**Task prompt**
Return each line of the records below that contains the word "wooden", copied in full and unchanged.

**Task inputs**
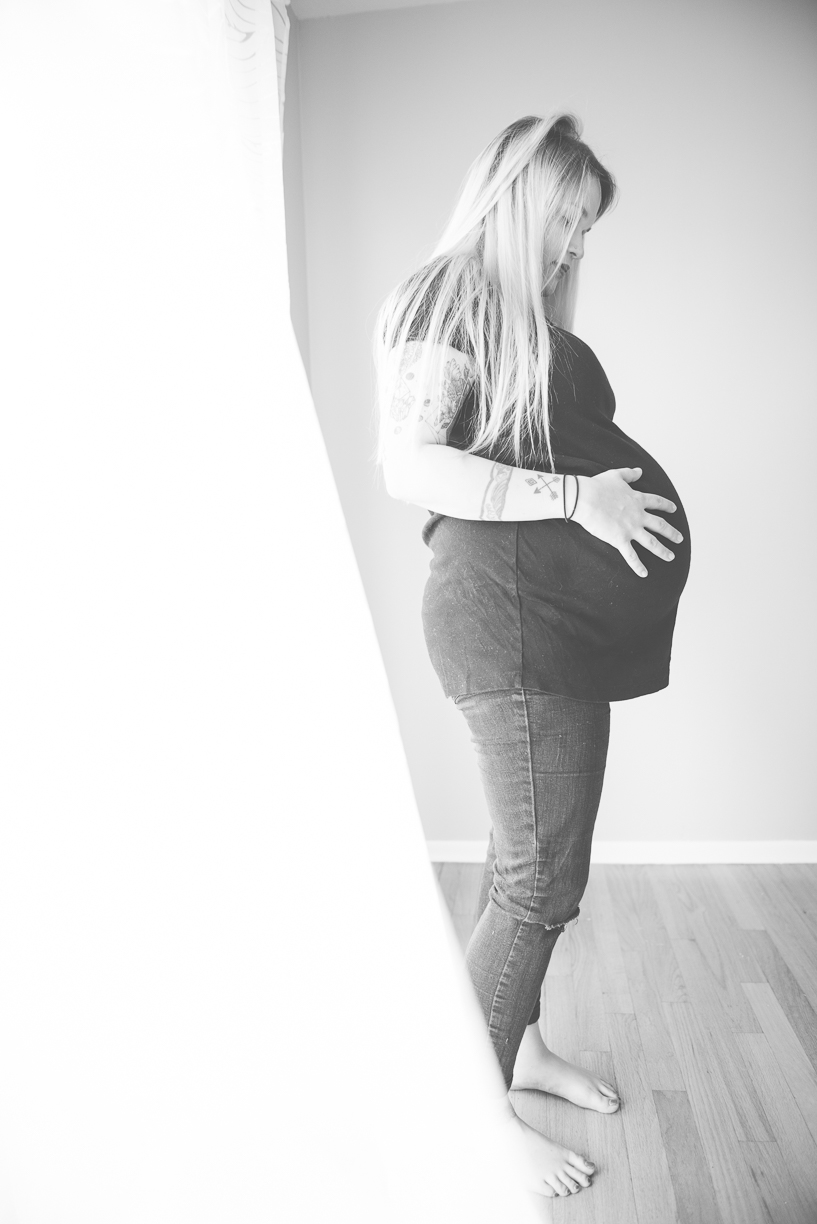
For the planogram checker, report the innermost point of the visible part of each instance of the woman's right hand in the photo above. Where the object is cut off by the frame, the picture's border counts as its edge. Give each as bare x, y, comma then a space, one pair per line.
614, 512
---
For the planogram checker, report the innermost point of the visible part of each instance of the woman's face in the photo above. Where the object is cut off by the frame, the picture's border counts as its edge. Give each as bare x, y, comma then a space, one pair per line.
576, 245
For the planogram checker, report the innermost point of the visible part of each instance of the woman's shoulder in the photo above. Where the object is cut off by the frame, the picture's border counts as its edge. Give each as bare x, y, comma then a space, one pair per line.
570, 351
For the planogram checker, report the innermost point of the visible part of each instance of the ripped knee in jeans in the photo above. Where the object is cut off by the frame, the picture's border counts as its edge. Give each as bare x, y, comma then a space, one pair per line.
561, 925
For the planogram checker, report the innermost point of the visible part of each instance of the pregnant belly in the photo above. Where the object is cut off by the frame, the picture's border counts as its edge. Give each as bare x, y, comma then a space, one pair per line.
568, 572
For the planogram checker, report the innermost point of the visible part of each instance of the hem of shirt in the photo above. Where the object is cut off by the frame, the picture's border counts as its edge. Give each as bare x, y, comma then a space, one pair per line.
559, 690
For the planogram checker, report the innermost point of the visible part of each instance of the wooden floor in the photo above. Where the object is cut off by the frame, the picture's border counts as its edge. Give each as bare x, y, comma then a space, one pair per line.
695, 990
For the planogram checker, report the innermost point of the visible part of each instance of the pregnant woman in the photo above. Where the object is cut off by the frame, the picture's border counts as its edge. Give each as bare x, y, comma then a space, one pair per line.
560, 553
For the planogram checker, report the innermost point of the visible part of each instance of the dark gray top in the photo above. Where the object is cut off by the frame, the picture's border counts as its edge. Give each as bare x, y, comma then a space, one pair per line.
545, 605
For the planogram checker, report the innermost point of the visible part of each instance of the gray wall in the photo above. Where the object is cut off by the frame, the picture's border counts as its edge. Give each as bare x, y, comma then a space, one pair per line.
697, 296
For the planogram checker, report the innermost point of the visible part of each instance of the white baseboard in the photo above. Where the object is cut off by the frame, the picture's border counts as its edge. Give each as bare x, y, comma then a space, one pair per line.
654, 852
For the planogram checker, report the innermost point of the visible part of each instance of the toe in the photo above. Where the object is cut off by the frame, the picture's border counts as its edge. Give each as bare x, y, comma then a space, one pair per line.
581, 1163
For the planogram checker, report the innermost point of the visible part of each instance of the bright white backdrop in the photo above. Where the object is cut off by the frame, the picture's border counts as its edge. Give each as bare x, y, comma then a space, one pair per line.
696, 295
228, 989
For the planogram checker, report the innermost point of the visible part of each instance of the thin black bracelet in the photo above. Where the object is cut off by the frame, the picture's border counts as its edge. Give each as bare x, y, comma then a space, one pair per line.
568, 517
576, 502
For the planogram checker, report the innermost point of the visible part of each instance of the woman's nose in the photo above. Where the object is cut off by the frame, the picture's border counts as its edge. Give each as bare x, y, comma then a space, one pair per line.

**Solution**
For the planogram checker, report the innermost point of the visible part of each instance of the wooden floor in the photo above. Where the object is cut off by the frame, the picture's border counts as its edge. Give each as bare x, y, comma then a space, one pair per line.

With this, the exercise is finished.